» **Task goal**
An exact reprint of the data below is required, line for line.

(Saved data entries)
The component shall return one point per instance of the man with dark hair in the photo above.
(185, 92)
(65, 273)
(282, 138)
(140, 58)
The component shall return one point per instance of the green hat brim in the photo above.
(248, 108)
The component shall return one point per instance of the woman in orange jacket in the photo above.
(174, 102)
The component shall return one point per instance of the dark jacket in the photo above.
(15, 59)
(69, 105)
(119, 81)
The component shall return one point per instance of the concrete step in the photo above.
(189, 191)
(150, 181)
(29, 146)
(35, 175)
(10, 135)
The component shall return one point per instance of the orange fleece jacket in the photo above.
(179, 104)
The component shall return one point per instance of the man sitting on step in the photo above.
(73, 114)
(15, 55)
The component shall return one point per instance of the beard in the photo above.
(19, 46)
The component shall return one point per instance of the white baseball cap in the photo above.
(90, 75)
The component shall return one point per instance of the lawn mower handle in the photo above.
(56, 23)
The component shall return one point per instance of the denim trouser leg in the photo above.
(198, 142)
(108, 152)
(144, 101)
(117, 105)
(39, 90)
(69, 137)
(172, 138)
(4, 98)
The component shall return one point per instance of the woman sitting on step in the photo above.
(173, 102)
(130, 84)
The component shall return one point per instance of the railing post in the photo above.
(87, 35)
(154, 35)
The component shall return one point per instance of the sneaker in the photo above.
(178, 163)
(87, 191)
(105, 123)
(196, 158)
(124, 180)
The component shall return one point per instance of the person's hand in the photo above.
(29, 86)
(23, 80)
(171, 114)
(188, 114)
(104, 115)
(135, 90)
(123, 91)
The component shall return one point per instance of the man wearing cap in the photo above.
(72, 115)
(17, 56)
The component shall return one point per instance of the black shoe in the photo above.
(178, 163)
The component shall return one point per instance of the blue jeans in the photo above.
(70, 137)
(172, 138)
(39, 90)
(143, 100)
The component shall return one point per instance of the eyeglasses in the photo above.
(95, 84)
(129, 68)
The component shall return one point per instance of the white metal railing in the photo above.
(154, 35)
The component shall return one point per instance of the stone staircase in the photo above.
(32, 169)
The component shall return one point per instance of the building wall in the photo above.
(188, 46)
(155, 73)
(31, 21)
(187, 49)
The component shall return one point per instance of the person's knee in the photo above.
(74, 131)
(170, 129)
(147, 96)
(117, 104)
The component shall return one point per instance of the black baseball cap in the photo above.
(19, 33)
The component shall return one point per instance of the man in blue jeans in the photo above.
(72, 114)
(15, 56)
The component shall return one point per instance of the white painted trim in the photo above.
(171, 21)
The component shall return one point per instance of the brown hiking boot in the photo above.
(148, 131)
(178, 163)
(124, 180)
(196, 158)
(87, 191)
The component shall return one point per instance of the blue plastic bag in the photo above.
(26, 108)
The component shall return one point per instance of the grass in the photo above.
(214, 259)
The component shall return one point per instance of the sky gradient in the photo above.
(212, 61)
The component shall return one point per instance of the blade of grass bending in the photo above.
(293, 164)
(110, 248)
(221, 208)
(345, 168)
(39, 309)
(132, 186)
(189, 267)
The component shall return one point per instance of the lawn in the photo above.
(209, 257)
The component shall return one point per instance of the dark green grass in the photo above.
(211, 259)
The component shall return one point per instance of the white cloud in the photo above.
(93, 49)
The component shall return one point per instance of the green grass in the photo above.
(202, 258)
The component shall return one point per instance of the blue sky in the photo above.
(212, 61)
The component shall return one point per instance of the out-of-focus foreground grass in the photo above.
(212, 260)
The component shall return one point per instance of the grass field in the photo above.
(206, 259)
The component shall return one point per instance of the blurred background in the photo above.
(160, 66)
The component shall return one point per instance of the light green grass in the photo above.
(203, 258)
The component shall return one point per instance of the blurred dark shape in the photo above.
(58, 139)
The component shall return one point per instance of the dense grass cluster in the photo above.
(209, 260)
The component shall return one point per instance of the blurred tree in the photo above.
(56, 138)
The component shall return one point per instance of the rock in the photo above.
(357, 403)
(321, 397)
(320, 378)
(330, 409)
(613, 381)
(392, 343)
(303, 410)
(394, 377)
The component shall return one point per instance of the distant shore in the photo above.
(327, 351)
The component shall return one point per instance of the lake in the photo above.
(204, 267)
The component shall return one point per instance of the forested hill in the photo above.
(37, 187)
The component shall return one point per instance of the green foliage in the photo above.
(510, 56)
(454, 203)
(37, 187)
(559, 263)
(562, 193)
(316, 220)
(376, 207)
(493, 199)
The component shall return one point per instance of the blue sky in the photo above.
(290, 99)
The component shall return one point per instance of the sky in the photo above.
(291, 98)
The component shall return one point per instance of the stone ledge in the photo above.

» **Task result**
The component shall return one point per instance of the man with dark hair in the photo above.
(185, 92)
(65, 273)
(282, 138)
(140, 58)
The component shall return one point per instance of the green hat brim in the photo above.
(248, 108)
The component shall return one point per instance of the woman in orange jacket in the photo above.
(174, 102)
The component shall return one point per instance of the dark jacket in the photo above.
(15, 59)
(69, 105)
(119, 81)
The component shall return one point per instance of the concrete step in the photo above.
(189, 191)
(150, 181)
(29, 146)
(35, 175)
(10, 135)
The component shall return one point per instance of the orange fleece jacket in the photo above.
(179, 104)
The component shall return one point per instance of the man sitting on step in the photo above.
(73, 114)
(15, 55)
The component shall return one point per instance of the beard in the photo above.
(19, 46)
The component shall return one point per instance of the white baseball cap in the photo above.
(90, 75)
The component shall return one point per instance of the lawn mower handle in the photo above.
(56, 23)
The component shall return one point per instance of the denim trouser leg in the photo above.
(198, 142)
(108, 152)
(144, 101)
(117, 105)
(39, 90)
(69, 137)
(172, 138)
(4, 98)
The component shall return one point per instance of the woman sitting on step in the photo above.
(173, 102)
(130, 84)
The component shall return one point per instance of the railing post in the photo above.
(87, 35)
(154, 35)
The component shall return one point per instance of the sneaker in the photo above.
(178, 163)
(87, 191)
(105, 123)
(196, 158)
(124, 180)
The component shall return one point per instance of the person's hand in the photo above.
(29, 86)
(23, 80)
(171, 114)
(188, 114)
(104, 115)
(135, 90)
(123, 91)
The component shall return one point per instance of the man wearing cap in the photo above.
(72, 115)
(17, 56)
The component shall return one point per instance of the black shoe in the photo above.
(178, 163)
The component shall return one point per instance of the blue jeans in the photo above.
(70, 137)
(172, 138)
(39, 90)
(143, 100)
The component shall return one point per instance of the eyeglasses in the photo above.
(95, 84)
(129, 68)
The component shall return one point per instance of the white metal railing in the photo above.
(154, 35)
The component shall return one point per instance of the stone staircase in the photo above.
(32, 169)
The component shall return one point per instance of the building wall in the photo above.
(188, 46)
(155, 73)
(31, 21)
(187, 49)
The component shall return one point per instance of the person's knee in the photo above.
(74, 131)
(170, 129)
(147, 96)
(117, 104)
The component shall return one point per instance of the black baseball cap in the photo above.
(19, 33)
The component shall return one point per instance of the man in blue jeans in the photo above.
(72, 114)
(15, 56)
The component shall return one point per instance of the white painted trim in the photo above.
(171, 21)
The component shall return one point per instance of the brown hiking boot in the photo above.
(148, 131)
(178, 163)
(124, 180)
(196, 158)
(87, 191)
The component shall return one point per instance of the blue plastic bag in the photo above.
(26, 108)
The component shall return one point per instance of the grass in the photo above.
(214, 259)
The component shall return one point per instance of the sky gradient in the photo above.
(212, 61)
The component shall return one point per instance of the blade of grass bending in the photo above.
(293, 164)
(110, 248)
(221, 208)
(345, 168)
(39, 309)
(132, 186)
(189, 267)
The component shall return one point per instance of the lawn in the photo above.
(209, 257)
The component shall return one point per instance of the dark green grass in the photo above.
(211, 259)
The component shall return one point per instance of the white cloud in the photo above.
(93, 49)
The component shall return one point per instance of the green grass in the photo above.
(202, 258)
The component shall return one point per instance of the blue sky in the photo above.
(212, 61)
The component shall return one point per instance of the out-of-focus foreground grass in the photo above.
(212, 260)
The component shall return one point per instance of the grass field in the photo above.
(206, 259)
The component shall return one point per instance of the blurred background in the photo above.
(160, 66)
The component shall return one point per instance of the light green grass in the photo above.
(203, 258)
The component shall return one point per instance of the blurred dark shape in the photo above.
(58, 139)
The component shall return one point per instance of the dense grass cluster in the photo above.
(209, 260)
The component shall return one point per instance of the blurred tree in the photo above.
(56, 138)
The component shall return one point per instance of the rock in the photo above.
(357, 403)
(321, 397)
(320, 378)
(330, 409)
(613, 381)
(392, 343)
(303, 410)
(394, 377)
The component shall return one point per instance of the distant shore in the photo above.
(327, 351)
The component shall return one point per instance of the lake in the photo above.
(204, 267)
The component shall return one point per instance of the forested hill in the photo above.
(37, 187)
The component shall return one point per instance of the green foliage in the photo above.
(510, 56)
(454, 203)
(37, 187)
(559, 263)
(562, 193)
(316, 220)
(376, 207)
(493, 199)
The component shall return one point per instance of the blue sky in the photo above.
(290, 99)
The component shall return one point per instance of the sky in the photo above.
(291, 98)
The component shall return one point per instance of the stone ledge in the photo above.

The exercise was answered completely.